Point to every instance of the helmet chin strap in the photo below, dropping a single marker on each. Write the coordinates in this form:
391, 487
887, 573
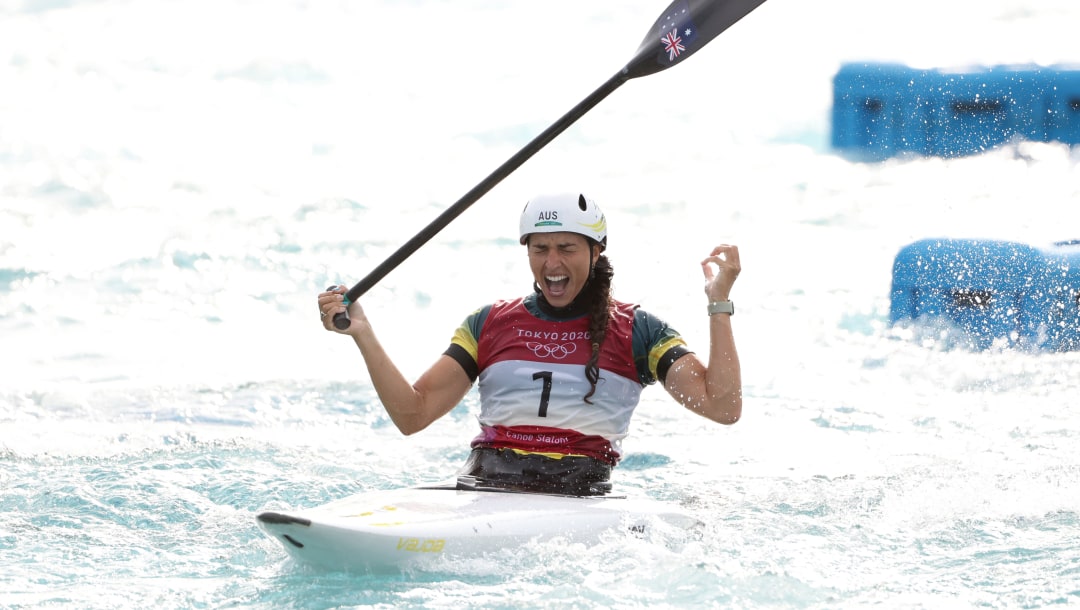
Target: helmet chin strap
571, 308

----

Transcribe every record above character for character, omitting the pictures.

[Correct output]:
Point to every instance of the helmet chin strap in the photo below, dropping a single marker on each. Write the coordinates in this form:
391, 487
887, 573
Target: helmet chin strap
571, 308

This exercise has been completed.